____ Materials provided

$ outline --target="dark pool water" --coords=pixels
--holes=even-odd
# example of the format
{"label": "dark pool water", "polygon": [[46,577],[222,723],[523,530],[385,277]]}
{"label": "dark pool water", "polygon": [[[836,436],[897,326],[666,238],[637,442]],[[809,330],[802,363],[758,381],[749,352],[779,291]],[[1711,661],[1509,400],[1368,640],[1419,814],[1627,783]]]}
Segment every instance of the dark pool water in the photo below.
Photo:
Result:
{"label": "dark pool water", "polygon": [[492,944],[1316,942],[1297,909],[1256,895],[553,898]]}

________
____ Materials provided

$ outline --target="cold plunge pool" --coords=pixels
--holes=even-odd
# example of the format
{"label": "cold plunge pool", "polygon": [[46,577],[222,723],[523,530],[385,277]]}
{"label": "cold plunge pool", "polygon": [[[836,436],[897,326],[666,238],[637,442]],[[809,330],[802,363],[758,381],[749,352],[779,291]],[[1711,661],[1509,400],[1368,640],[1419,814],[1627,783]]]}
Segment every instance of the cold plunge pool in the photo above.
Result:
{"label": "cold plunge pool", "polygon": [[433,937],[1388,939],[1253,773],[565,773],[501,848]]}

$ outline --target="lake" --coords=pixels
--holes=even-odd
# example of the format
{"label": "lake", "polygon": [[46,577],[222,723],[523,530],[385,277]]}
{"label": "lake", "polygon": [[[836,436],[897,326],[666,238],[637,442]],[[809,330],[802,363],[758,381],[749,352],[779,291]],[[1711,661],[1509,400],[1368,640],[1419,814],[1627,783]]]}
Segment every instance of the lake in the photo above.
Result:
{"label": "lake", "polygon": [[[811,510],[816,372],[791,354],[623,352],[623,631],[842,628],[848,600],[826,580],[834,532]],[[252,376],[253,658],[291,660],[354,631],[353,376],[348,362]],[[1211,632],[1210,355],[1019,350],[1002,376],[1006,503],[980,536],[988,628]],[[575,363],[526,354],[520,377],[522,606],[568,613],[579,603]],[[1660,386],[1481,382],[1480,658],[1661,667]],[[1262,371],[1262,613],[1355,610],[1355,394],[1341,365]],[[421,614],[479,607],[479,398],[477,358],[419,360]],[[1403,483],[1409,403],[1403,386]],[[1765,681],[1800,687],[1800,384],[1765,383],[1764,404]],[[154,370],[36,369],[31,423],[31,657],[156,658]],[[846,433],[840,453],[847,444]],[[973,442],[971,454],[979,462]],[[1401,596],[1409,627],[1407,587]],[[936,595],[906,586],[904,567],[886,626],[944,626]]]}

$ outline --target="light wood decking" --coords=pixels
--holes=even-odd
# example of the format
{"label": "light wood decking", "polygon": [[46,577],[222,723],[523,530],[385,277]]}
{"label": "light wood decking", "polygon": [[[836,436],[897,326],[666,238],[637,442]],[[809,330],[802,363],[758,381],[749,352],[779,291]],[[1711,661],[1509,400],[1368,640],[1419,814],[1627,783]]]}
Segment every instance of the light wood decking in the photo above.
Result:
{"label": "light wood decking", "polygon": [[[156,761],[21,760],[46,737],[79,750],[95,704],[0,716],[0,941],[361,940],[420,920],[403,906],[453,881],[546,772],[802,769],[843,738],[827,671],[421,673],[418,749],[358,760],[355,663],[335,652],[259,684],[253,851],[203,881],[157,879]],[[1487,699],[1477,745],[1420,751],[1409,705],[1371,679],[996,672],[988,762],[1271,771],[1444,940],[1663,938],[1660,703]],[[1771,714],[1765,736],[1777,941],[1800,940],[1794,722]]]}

________
____ Materials provided

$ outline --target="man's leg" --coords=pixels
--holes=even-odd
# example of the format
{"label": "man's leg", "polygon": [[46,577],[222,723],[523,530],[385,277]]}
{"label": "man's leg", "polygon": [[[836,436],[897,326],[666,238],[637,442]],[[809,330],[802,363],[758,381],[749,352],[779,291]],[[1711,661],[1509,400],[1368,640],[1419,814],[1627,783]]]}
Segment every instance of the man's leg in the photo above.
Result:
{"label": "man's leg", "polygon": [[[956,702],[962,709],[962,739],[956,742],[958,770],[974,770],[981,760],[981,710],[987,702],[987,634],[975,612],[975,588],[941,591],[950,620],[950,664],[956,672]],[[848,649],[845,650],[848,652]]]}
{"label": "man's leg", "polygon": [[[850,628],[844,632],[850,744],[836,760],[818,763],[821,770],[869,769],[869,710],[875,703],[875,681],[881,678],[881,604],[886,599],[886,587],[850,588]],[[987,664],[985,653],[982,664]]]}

________

• **Task instructions**
Pick out all lines from the data above in which the word "Segment" appears.

• **Task result**
Segment every instance of the dark pool water in the photo below.
Segment every instance of the cold plunge pool in the photo above.
Segment every instance of the lake in the photo above.
Segment every instance of the light wood decking in the photo above.
Segment every instance of the man's leg in the photo above.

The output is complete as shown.